THINGS TO DO
[1] In the essay about ending a vegetarian diet, rewrite the paragraph beginning "I decided that if I was going to do this" as a short bulleted list, keeping its main facts.
[2] According to the essay about ending a vegetarian diet, what was the salmon cooked with?
[3] Extend the essay about ending a vegetarian diet, starting right after its last sentence.

TEXT UNDER STUDY

Four years, four months and 10 days

That’s how long I lasted as a vegetarian.

Aug. 11, 2009, was the last time I ate meat until Dec. 22, 2013.

I’m not sure if it was boredom or laziness or just me being indignant at the restrictions I’d willingly imposed on myself, but for the past couple months I have really been wanting to eat fish. Which is odd, because I never really liked fish as a kid—ask my mom. So I did a bunch of research and talked to some people and came to a decision that eating fish was something I could live with, morally, as far as eating meat.

I decided that if I was going to do this, I would only eat good-quality fish. Wild-caught (thank you Whole Foods for making that easy) and fresh whenever possible (thank you locavore hippies in Chattanooga for making that possible). And no more than once a week because I don’t want to get too much mercury or sea trash in my system.

I bought a small piece of wild-caught salmon, cooked it with dill, garlic and lemon and ate it on Dec. 22 for dinner. It was good, filling and I felt like a million bucks after eating it. I had a ridiculous amount of energy, similar to what I feel after drinking a protein shake.

DATA SEGMENT
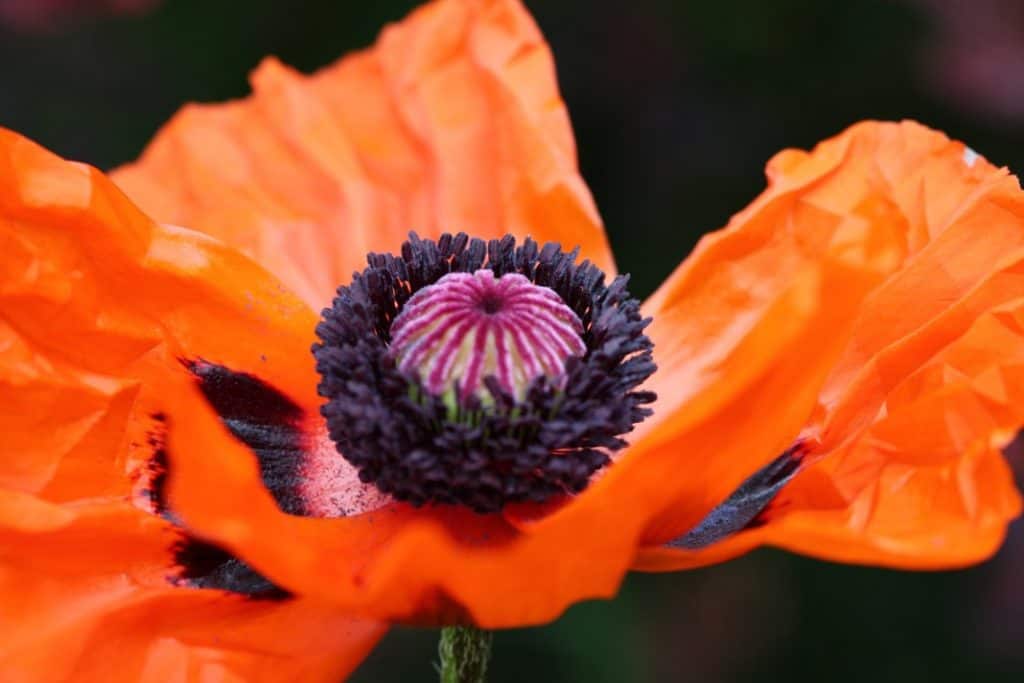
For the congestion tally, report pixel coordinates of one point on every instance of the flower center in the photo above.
(464, 372)
(468, 327)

REPLIES
[1]
- Eat only good-quality fish.
- Choose wild-caught fish, which Whole Foods makes easy.
- Buy it fresh whenever possible, which the locavores in Chattanooga make possible.
- Eat it no more than once a week to avoid taking in too much mercury or sea trash.

[2] Dill, garlic and lemon.

[3]
(It’s no secret that since moving down here and stopping my training regime, I’ve become a pretty shitty vegetarian. I eat salads a lot for lunch, but since this has been Ian’s and my Blow It Out Year, we’ve been going out to eat a lot. And that means lots of carbs, unfortunately, for me, and I’ve been feeling the consequences. So who knows, maybe getting a boost of protein in a low-fat vehicle will help with that.)

Anyway, on Christmas I cooked another piece of salmon and liked it even more. I was wracked with guilt for a bit: How can I just give up being vegetarian after only four years? Would this lead me down a slippery slope toward eating all meat again? What about the cute fish and their poor fish relatives being ripped from their arms and placed on my dinner plate so I could cruelly devour them? What would people think of me being so cold and heartless?

But then I realized I am only accountable to myself as far as what I eat. Nobody was pressuring me to be vegetarian. I got a lot of great encouragement and support from my other vegetarian friends, especially in the beginning when it was difficult (I hope none of them are secretly cussing me right now), but it was something I did for myself. It started accidentally and became an experiment of sorts.

And whether this means the experiment failed, succeeded or is just on hold for a while, I have decided that now I will try eating fish and no longer be a vegetarian. And yes, fish is meat. Anyone who tells you they are vegetarian but then eats fish is either lying to you or needs a biology refresher course. They are—and I suppose I am now—a pescetarian.

At least for now. I might start to have some of the digestive issues I had when I ate meat and realize that fish brings those back. I might watch Finding Nemo and decide I just can’t deal with the guilt. But for now, I am adding fish* to my diet.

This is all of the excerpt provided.